(Short exercise): Gather every line of the material below that contains the string "fish" and list those lines.

(Point annotation dataset records)
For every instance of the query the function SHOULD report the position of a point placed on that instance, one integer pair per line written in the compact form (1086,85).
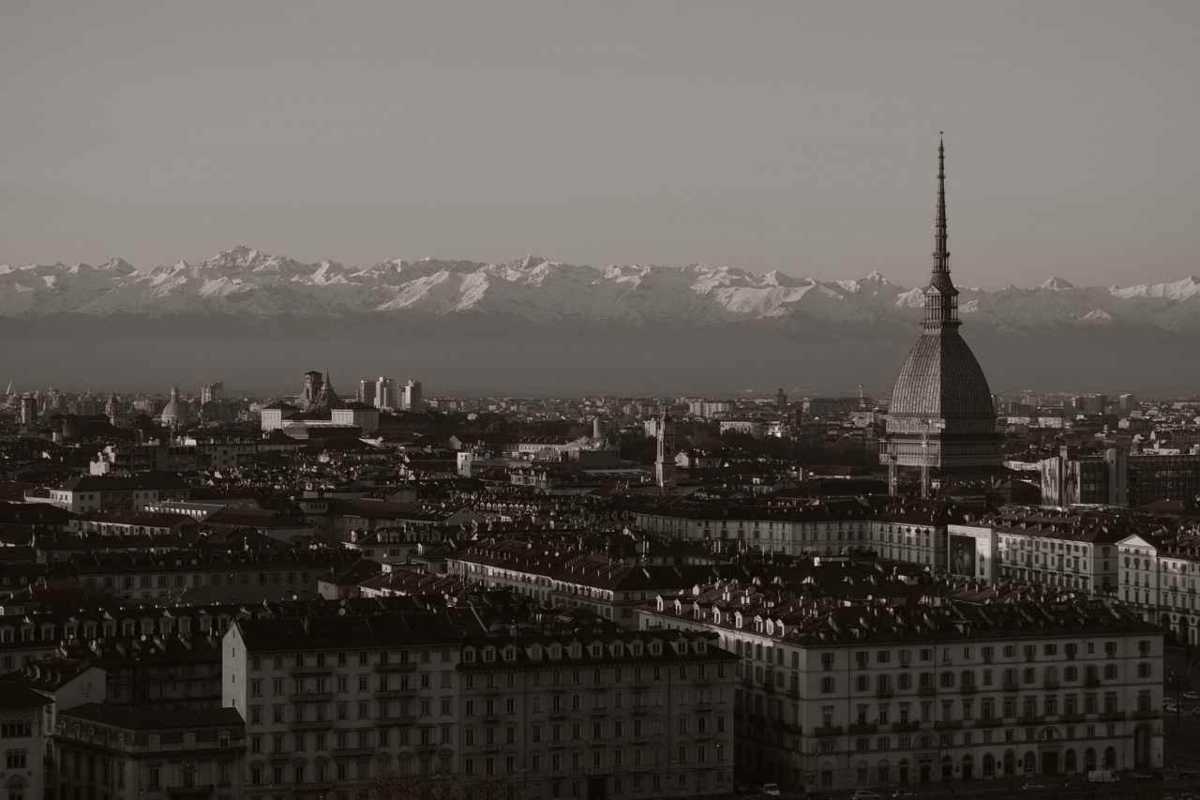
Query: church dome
(942,379)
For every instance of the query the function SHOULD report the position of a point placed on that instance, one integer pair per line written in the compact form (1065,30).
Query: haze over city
(775,136)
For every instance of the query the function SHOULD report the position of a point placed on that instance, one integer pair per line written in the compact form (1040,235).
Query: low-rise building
(839,695)
(336,704)
(149,752)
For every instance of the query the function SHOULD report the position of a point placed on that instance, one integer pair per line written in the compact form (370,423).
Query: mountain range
(538,325)
(250,283)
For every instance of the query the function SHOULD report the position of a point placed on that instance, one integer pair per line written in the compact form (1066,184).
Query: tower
(385,394)
(941,416)
(664,462)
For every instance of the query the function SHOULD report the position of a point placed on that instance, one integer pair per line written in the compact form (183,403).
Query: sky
(792,136)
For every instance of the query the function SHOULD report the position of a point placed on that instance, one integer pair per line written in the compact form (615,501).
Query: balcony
(312,725)
(310,672)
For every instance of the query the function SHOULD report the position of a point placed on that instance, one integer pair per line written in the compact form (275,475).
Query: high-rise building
(385,394)
(318,392)
(211,392)
(664,462)
(28,409)
(941,419)
(412,397)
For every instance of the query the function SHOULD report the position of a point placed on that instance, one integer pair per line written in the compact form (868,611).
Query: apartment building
(1039,546)
(336,705)
(149,752)
(1159,576)
(915,534)
(610,587)
(25,732)
(839,695)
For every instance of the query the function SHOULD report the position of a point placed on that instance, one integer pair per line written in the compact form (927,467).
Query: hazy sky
(795,136)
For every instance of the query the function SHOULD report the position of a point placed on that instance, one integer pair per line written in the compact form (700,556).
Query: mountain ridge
(247,282)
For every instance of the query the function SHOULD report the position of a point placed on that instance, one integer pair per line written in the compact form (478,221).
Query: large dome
(942,379)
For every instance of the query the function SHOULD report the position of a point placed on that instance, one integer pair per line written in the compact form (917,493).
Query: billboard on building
(963,554)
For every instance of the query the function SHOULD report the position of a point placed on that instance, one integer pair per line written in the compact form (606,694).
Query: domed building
(941,420)
(175,411)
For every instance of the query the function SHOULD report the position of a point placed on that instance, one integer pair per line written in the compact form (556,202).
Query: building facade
(847,697)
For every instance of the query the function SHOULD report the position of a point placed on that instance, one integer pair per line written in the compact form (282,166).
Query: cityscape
(713,521)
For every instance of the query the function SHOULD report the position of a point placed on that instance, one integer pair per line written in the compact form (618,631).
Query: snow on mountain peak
(1183,289)
(1054,283)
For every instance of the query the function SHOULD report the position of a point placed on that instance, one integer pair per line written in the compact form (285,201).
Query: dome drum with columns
(941,416)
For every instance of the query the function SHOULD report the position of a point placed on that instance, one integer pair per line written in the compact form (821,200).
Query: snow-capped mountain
(250,283)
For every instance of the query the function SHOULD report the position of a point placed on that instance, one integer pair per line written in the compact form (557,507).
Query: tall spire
(941,296)
(941,233)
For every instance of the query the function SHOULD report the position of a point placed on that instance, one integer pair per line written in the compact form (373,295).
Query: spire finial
(941,296)
(941,252)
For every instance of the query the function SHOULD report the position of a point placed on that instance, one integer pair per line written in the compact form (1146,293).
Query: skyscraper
(385,394)
(412,400)
(211,392)
(941,417)
(28,409)
(664,461)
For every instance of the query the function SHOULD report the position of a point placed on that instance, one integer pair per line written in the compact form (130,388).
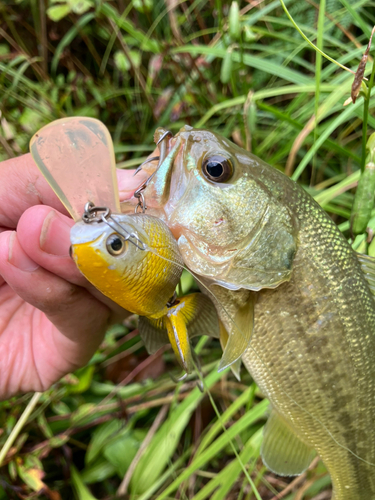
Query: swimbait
(134,260)
(295,302)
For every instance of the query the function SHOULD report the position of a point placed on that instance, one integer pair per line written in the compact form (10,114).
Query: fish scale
(259,239)
(326,280)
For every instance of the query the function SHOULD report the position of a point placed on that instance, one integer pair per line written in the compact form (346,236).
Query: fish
(295,301)
(134,260)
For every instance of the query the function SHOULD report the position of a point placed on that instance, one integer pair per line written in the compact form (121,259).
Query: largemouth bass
(298,306)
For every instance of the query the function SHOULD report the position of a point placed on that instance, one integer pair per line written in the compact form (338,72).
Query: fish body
(285,279)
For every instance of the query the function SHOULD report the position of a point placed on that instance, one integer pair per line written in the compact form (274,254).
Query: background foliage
(136,65)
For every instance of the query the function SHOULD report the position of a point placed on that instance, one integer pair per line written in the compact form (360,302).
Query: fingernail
(55,235)
(18,258)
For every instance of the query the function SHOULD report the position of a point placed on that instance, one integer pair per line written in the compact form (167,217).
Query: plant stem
(18,427)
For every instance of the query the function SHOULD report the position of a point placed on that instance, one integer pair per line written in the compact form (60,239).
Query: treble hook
(138,193)
(149,160)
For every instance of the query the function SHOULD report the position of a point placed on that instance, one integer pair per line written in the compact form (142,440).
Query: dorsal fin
(368,268)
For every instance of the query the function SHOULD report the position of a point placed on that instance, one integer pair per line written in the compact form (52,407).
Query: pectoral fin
(282,451)
(192,315)
(179,339)
(368,268)
(153,332)
(239,334)
(236,366)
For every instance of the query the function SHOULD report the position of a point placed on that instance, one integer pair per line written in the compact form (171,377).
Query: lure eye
(115,244)
(217,168)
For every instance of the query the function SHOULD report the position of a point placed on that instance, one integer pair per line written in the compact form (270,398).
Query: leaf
(98,471)
(102,435)
(84,376)
(121,452)
(58,12)
(80,6)
(163,445)
(80,489)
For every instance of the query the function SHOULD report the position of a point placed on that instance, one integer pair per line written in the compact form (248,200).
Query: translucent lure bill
(76,157)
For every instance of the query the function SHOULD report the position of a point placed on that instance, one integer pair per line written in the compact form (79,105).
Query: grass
(121,424)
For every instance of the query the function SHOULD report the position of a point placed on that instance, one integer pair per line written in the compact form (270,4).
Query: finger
(44,235)
(80,317)
(23,186)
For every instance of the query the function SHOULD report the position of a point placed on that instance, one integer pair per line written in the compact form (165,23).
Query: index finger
(22,186)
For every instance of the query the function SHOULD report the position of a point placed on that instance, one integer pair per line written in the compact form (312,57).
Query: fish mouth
(153,193)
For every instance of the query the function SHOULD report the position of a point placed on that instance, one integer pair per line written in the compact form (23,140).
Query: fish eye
(115,244)
(217,168)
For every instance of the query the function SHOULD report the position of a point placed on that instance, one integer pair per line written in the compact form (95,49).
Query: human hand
(51,319)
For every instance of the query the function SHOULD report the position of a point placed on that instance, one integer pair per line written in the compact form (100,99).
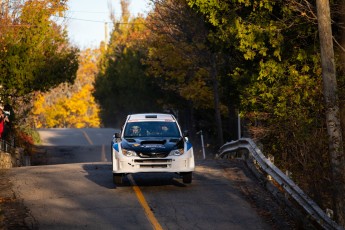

(The response):
Query: fish scale
Query: fish
Query: fish body
Query: fish mouth
Query: fish eye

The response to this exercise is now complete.